§ Extracted information:
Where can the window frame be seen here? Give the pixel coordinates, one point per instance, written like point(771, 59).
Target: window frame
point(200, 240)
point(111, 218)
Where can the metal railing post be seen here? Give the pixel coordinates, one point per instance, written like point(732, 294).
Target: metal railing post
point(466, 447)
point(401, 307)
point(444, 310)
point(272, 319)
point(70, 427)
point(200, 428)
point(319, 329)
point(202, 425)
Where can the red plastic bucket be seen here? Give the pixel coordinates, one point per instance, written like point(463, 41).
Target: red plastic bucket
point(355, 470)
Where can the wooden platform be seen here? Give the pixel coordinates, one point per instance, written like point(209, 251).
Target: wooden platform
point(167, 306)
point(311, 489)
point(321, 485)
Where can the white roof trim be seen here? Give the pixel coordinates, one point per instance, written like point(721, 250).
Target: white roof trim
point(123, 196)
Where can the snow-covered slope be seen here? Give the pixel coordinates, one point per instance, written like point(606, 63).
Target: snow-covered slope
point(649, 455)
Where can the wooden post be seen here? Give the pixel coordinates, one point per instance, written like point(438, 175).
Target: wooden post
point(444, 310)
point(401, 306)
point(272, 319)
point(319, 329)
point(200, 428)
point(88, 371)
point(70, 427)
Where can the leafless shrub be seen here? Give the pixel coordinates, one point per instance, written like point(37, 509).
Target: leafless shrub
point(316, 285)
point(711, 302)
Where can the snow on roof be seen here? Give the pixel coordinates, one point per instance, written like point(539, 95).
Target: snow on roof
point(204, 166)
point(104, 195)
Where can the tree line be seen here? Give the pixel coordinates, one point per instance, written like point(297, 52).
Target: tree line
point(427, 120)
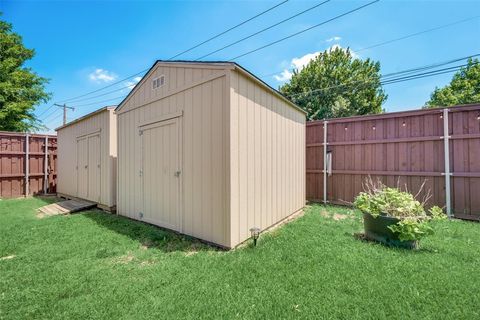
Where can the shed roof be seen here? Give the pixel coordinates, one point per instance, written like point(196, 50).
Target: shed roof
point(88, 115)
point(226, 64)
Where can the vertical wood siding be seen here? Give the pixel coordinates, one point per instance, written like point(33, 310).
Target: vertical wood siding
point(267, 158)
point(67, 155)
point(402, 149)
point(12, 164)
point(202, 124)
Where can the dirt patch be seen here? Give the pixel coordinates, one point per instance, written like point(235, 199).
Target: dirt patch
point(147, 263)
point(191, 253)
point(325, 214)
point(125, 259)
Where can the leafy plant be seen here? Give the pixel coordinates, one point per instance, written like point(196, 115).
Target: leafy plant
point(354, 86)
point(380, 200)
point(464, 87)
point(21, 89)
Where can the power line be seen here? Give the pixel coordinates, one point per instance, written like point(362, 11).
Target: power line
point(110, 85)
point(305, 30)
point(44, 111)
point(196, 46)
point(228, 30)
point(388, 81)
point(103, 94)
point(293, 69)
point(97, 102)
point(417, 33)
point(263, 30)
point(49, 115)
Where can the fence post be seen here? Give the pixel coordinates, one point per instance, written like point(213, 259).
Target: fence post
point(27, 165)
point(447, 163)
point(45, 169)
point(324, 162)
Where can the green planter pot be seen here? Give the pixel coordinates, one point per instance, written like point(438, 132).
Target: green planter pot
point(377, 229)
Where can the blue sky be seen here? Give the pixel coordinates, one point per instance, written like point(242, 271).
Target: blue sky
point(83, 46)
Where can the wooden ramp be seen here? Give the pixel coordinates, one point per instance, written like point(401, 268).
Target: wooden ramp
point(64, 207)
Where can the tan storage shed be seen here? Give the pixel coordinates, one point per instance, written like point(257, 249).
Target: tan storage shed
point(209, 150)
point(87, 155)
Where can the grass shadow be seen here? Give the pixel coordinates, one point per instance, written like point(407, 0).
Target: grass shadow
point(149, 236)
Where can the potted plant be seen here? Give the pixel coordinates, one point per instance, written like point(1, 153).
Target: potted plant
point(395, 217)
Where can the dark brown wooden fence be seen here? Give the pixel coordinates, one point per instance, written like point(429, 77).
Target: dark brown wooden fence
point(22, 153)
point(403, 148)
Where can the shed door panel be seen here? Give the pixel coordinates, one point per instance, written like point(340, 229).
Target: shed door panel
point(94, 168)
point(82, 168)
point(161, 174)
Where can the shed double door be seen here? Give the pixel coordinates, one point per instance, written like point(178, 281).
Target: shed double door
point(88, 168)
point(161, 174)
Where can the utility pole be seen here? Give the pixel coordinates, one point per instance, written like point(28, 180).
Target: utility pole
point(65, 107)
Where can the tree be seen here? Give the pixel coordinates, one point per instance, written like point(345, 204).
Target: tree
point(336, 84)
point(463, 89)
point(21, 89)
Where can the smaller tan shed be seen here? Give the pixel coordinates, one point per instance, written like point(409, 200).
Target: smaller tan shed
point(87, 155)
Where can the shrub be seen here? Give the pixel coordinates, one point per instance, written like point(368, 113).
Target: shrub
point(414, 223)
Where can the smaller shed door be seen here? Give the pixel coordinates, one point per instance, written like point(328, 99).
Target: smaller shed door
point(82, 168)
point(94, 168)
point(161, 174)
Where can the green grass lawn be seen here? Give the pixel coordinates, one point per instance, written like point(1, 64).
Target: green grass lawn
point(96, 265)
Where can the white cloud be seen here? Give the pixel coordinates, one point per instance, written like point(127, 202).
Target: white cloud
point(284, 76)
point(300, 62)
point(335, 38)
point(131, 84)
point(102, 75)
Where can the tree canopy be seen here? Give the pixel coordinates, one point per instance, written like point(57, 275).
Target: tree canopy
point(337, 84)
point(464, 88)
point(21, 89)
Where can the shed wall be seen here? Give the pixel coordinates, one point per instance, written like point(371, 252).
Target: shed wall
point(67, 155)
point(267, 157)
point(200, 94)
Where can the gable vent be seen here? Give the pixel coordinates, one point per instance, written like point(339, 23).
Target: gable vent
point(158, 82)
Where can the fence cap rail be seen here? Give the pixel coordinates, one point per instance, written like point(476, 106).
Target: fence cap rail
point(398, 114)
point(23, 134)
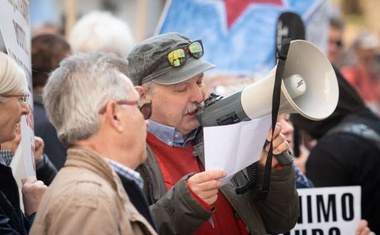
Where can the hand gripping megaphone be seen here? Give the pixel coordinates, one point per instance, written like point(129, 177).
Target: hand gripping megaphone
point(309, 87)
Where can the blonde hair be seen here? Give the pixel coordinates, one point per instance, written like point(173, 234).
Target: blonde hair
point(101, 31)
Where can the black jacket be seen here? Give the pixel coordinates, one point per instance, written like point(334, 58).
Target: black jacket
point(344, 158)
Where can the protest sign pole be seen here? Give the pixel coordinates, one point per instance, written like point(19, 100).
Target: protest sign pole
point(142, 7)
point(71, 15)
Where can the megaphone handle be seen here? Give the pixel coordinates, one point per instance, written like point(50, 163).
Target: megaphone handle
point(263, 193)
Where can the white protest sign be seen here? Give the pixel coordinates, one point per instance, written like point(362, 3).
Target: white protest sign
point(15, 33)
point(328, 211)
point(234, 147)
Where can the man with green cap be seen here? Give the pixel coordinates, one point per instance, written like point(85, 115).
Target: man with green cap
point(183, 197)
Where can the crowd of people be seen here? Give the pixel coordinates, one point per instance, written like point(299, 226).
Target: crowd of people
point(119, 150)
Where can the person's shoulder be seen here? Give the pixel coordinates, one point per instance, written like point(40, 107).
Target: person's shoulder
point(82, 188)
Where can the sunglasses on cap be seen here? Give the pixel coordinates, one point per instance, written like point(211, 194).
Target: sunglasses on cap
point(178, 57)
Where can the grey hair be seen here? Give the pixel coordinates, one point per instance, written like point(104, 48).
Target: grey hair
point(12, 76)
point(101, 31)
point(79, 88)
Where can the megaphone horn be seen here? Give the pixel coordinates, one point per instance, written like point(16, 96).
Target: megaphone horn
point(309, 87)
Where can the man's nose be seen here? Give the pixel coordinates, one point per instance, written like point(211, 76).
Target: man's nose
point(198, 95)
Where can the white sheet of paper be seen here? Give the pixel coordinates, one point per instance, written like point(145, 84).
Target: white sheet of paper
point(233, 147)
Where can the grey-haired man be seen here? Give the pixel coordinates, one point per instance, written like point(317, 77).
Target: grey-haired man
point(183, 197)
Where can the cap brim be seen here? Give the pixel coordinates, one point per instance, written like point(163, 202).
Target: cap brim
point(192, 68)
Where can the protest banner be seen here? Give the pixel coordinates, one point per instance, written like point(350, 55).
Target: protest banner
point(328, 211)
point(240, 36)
...
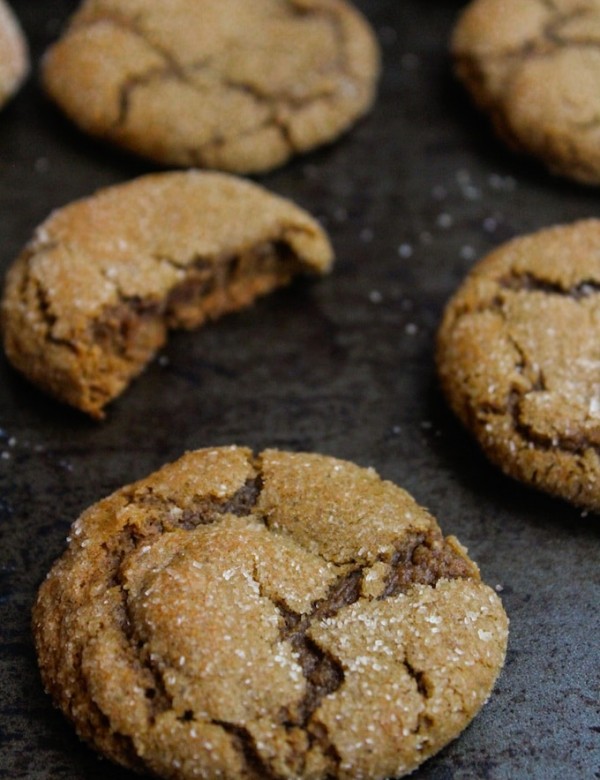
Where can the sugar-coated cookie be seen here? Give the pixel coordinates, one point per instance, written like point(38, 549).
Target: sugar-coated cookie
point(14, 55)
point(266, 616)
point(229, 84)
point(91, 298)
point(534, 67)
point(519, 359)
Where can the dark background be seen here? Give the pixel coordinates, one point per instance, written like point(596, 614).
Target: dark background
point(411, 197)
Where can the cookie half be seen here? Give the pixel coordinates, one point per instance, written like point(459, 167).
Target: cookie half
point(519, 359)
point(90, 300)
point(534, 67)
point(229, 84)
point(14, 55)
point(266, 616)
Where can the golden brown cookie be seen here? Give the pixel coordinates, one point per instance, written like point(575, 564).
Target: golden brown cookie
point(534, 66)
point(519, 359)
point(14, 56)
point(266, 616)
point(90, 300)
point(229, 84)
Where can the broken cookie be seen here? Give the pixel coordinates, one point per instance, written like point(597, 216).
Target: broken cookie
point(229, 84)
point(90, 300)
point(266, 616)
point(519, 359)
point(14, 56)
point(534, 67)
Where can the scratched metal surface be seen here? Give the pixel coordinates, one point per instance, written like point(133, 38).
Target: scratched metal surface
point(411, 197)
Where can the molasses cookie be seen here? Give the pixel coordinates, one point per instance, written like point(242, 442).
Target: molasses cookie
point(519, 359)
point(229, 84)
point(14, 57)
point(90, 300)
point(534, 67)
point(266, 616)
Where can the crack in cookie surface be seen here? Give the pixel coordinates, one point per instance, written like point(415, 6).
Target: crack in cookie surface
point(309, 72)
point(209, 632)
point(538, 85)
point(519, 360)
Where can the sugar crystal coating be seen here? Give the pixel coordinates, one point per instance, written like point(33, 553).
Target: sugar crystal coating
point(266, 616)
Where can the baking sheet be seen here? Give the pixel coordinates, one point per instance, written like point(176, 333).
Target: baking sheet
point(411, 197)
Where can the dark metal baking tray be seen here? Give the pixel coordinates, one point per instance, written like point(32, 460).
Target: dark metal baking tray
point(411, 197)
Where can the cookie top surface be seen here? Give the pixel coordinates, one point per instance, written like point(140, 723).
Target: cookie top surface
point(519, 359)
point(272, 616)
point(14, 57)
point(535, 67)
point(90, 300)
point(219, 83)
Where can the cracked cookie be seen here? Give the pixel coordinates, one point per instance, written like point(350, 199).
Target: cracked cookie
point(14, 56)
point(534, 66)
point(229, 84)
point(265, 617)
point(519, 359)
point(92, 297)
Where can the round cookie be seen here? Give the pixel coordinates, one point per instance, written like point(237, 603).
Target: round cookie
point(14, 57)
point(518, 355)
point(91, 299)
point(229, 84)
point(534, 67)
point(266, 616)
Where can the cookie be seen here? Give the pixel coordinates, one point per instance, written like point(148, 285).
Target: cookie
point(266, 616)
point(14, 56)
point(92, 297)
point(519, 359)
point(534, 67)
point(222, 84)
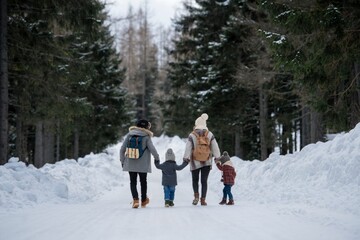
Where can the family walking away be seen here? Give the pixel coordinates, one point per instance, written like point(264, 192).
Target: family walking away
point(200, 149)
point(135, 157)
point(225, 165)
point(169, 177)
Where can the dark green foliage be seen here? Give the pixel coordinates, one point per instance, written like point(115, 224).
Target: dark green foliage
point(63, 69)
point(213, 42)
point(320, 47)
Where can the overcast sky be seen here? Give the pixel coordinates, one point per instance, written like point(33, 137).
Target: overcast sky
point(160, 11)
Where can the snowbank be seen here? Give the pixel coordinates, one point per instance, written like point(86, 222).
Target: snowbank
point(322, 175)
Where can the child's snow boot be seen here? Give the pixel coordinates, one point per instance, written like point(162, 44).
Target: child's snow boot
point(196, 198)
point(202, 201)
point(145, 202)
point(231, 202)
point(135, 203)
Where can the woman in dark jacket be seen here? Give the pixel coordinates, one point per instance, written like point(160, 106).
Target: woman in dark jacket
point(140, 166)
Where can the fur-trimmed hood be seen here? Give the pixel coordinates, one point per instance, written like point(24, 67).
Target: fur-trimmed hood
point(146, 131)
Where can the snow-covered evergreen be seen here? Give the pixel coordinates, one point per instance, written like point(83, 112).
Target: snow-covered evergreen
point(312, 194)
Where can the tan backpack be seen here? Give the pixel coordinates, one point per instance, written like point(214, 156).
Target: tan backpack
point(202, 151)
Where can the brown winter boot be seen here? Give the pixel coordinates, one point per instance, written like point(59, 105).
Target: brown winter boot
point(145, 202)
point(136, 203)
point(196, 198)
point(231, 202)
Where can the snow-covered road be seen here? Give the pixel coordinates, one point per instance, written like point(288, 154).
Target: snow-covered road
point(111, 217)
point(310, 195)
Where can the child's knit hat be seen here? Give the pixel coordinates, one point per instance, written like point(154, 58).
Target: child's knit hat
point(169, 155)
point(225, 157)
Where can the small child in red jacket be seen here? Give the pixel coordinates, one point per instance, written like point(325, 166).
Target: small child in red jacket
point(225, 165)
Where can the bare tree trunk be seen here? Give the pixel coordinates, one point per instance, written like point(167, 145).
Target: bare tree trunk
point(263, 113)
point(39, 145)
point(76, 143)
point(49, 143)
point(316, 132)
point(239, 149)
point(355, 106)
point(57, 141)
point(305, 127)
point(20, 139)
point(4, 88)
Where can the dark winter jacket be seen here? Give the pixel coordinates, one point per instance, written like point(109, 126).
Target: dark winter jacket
---
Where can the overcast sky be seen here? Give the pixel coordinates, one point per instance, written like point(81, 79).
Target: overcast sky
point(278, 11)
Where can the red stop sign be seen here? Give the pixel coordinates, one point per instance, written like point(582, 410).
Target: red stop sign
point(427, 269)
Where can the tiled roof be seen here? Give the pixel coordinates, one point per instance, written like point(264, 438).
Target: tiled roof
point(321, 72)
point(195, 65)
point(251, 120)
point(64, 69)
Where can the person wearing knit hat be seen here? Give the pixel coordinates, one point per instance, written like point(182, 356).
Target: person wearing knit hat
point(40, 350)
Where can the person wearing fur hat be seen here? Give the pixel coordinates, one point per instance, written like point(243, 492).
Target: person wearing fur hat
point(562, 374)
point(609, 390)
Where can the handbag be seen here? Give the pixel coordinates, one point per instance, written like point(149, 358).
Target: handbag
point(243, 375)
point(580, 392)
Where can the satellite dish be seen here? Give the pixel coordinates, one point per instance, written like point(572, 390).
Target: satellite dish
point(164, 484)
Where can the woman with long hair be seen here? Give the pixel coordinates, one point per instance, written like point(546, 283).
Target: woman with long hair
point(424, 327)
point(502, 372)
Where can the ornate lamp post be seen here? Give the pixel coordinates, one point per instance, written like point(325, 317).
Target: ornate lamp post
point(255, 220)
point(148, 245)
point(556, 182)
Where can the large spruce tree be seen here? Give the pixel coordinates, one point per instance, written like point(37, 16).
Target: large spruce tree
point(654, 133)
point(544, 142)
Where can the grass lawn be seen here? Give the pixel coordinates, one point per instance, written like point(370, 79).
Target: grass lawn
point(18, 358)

§ Exercise aim:
Quote the data above from the line containing "Target: protest sign pole" to the line containing "Where can the megaphone horn", inclusive, and stop.

§ Solution to this problem:
Target: protest sign pole
point(142, 7)
point(71, 15)
Where can the megaphone handle be seen here? Give the pixel coordinates, one point per instance, written like point(50, 163).
Target: megaphone handle
point(263, 193)
Where can the white protest sign be seen here? Give the pixel coordinates, one point per instance, written like point(362, 3).
Target: white protest sign
point(15, 33)
point(328, 211)
point(234, 147)
Where can the man with green cap be seen here? Give the pixel coordinates, one point per instance, written like point(85, 115).
Target: man with green cap
point(183, 197)
Where can the crowd of people be seen here? Give the pixel coordinates, one point per instance, written like point(299, 226).
Target: crowd of people
point(119, 150)
Where can the person's shoulder be seen here? Give the pixel coordinates, one point per instance, written like point(40, 107).
Target: person's shoulder
point(82, 188)
Where can the sunglasses on cap be seen here? Give the pixel coordinates, one point per instance, written like point(211, 194).
Target: sunglasses on cap
point(178, 57)
Where can the grey hair be seen here? Give the pixel coordinates, one point per instance, written like point(104, 48).
Target: grey hair
point(12, 76)
point(101, 31)
point(79, 88)
Where can the megaphone horn be seen here? Give the pixel coordinates, one point per instance, written like point(16, 96).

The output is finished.